• [Segmento di testo]:
────────────────────────────────────────

Sugli orari si aggiunge la difficoltà ad ottenere dei riposi: “Mi ha scritto una commessa che non riusciva ad avere un riposo da tre settimane”, racconta il sindacalista. Ma è la cassa ad essere la mansione più dura. “Sarebbe quello che una volta potevano essere i reparti punitivi in Fiat”, spiega Iacovone. Perché? “Rimani 4, 5, 8 ore inchiodata con centinaia di clienti incazzati. In una posizione che sotto l’occhio vigile del capo. E se sbagli coi soldi, e prima poi succede, arrivano i provvedimenti disciplinari. Una situazione paranoica, che vivi sola con te stessa”.

La frase più ricorrente, in questi casi é: “In cassa ti ci faccio morire”. Una condizione che potrebbe essere quella di una fabbrica dura. Con una differenza: al supermercato non c’è una catena di montaggio dove fare comunità e solidarizzare, il lavoro è parcellizzato. E si finisce soli: “Come nel tubo di una tac”, commenta Iacovone.

────────────────────────────────────────

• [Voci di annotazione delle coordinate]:

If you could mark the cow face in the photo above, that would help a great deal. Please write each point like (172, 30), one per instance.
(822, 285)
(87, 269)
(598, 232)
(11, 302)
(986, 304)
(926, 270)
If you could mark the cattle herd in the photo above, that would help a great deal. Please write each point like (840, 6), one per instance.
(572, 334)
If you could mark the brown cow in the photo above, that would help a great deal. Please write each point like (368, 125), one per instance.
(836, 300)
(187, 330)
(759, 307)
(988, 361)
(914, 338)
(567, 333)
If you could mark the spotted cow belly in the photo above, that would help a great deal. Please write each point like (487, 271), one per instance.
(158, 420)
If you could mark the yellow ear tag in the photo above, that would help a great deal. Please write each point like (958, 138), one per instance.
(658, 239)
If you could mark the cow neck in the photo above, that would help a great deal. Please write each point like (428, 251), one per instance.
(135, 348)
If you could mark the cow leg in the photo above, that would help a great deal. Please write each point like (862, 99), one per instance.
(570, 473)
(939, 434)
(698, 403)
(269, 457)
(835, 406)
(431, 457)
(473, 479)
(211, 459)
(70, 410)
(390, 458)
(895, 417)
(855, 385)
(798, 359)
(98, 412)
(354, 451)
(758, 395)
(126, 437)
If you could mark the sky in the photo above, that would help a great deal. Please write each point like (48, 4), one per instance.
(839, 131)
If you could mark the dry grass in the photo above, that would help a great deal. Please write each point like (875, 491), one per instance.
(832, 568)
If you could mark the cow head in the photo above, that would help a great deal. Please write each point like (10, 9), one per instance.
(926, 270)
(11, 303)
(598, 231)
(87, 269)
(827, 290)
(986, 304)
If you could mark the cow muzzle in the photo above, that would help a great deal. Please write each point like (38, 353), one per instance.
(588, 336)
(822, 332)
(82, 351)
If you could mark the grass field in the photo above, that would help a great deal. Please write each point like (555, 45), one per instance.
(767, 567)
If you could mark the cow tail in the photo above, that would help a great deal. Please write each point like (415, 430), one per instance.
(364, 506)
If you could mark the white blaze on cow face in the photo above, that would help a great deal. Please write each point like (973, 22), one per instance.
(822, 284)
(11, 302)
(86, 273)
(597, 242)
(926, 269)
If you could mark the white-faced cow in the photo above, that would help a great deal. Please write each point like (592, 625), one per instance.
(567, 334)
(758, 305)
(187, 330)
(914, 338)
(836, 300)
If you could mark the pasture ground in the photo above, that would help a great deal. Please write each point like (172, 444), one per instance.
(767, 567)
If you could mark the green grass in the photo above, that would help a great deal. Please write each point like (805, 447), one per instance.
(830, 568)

────────────────────────────────────────

• [Consegna]: Trascrivi per intero il testo sul lavoro nei supermercati riportato sopra, senza alcuna modifica.

• [Soluzione]:
Sugli orari si aggiunge la difficoltà ad ottenere dei riposi: “Mi ha scritto una commessa che non riusciva ad avere un riposo da tre settimane”, racconta il sindacalista. Ma è la cassa ad essere la mansione più dura. “Sarebbe quello che una volta potevano essere i reparti punitivi in Fiat”, spiega Iacovone. Perché? “Rimani 4, 5, 8 ore inchiodata con centinaia di clienti incazzati. In una posizione che sotto l’occhio vigile del capo. E se sbagli coi soldi, e prima poi succede, arrivano i provvedimenti disciplinari. Una situazione paranoica, che vivi sola con te stessa”.

La frase più ricorrente, in questi casi é: “In cassa ti ci faccio morire”. Una condizione che potrebbe essere quella di una fabbrica dura. Con una differenza: al supermercato non c’è una catena di montaggio dove fare comunità e solidarizzare, il lavoro è parcellizzato. E si finisce soli: “Come nel tubo di una tac”, commenta Iacovone.